-------- Text provided --------

= Annar =

Norse deity

In Norse mythology, according to the Gylfaginning, Annar (Old Norse Annarr 'second, another') is the father of Jörð (Mother Earth) by Nótt (the Night). The form Ónar (Old Norse Ónarr 'gaping') is found as a variant.

Annar/Ónar is also the name of a dwarf in the catalogue of dwarfs in the Völuspá that is repeated in the Gylfaginning.

==Attestations==
In the pseudo-historical genealogy of Odin's ancestors in the introduction to Snorri Sturluson's Prose Edda, a certain Athra is said to be he "whom we call Annar". What this refers to is unknown. (See Sceafa for discussion of the section of this genealogy in which Annar appears.)

In the Gylfaginning Snorri writes of Nótt:
She was given to the man named Naglfari; their son was Aud. Afterward she was wedded to him that was called Annar; Jörð ['Earth'] was their daughter.

--------

To be done:
Carry on the article about Annar above, starting right after its last sentence.

-------- Data listing --------

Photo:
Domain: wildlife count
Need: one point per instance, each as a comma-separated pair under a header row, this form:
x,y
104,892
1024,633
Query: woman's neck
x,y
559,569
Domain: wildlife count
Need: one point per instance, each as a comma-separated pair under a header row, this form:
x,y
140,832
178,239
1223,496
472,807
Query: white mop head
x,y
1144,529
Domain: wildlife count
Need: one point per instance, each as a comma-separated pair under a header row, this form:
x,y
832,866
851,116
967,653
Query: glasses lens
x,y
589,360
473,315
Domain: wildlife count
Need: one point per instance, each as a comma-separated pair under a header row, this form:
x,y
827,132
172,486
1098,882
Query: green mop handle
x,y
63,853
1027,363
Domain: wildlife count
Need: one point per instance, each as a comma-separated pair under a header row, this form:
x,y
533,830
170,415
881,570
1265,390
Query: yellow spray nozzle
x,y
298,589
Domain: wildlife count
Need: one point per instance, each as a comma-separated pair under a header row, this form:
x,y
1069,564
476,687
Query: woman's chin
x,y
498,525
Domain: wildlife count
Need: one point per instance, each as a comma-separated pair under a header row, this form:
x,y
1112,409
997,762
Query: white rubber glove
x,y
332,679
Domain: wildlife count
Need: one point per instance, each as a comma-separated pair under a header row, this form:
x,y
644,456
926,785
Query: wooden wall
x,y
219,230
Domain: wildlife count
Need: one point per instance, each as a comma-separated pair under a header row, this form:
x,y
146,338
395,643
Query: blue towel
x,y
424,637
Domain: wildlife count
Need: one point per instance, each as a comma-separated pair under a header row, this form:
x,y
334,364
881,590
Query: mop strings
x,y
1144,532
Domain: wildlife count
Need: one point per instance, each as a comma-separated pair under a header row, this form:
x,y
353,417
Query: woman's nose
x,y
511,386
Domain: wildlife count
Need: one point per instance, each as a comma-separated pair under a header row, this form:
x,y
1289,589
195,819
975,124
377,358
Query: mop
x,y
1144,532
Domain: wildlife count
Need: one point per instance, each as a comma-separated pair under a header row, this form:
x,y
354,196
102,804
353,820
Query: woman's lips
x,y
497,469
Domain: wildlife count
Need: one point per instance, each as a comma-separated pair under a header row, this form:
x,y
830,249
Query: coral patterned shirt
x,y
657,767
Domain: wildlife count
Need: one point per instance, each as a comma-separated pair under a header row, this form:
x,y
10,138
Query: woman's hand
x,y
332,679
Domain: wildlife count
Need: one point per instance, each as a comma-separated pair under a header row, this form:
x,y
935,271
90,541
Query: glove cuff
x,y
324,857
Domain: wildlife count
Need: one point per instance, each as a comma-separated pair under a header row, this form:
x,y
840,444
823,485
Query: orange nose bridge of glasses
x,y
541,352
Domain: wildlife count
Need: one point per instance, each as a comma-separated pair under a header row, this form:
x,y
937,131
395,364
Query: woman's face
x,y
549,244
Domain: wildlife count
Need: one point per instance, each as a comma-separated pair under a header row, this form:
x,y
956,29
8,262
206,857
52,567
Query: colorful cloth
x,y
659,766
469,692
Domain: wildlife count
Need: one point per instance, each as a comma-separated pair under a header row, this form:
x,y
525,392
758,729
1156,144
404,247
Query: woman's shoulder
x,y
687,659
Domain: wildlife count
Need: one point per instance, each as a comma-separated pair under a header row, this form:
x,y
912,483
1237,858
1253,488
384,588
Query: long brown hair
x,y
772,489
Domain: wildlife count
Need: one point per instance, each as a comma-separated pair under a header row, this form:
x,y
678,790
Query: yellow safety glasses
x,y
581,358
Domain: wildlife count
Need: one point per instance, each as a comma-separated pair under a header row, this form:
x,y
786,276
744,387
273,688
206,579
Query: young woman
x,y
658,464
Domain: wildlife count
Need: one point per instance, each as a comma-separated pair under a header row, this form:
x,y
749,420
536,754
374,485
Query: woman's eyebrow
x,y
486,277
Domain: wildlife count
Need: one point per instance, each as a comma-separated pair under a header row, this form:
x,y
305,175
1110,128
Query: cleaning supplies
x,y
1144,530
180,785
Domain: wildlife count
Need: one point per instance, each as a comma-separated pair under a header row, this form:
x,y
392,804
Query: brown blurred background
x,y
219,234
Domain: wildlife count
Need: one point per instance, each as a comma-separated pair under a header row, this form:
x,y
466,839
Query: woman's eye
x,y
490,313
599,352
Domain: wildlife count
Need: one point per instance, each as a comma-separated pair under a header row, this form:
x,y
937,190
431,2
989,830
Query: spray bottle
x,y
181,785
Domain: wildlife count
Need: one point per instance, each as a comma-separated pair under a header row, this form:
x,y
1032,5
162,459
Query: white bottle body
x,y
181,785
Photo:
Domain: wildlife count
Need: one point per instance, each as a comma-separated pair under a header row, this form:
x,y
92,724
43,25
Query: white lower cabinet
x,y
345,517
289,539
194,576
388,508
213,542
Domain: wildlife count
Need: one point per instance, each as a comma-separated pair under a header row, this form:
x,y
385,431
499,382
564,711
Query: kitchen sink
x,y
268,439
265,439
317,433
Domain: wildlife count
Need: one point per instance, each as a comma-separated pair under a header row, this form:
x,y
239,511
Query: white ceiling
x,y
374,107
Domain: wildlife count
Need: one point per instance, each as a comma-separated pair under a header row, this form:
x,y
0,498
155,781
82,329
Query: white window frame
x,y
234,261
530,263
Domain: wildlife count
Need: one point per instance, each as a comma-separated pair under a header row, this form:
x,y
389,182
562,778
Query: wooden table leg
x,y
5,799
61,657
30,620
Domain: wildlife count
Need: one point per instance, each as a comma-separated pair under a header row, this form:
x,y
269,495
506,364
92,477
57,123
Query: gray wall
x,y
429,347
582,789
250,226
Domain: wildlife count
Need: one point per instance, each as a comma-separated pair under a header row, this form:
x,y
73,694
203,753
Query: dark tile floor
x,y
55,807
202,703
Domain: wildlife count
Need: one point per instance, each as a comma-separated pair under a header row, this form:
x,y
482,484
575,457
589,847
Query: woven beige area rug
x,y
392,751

--------

Output below:
Snorri might have been using a source in which annar 'second, another' was intended to mean Odin, for he himself had just previously written of Odin: "The earth was his daughter and his wife...".

But in the Skáldskaparmál Snorri uses the form Ónar instead, giving "daughter of Ónar" as one of the kennings for Jörð. Snorri also cites from Hallfreðr vandræðaskáld:
In council it was determined

That the King's friend, wise in counsel,

Should wed the Land, sole daughter

Of Ónar, greenly wooded.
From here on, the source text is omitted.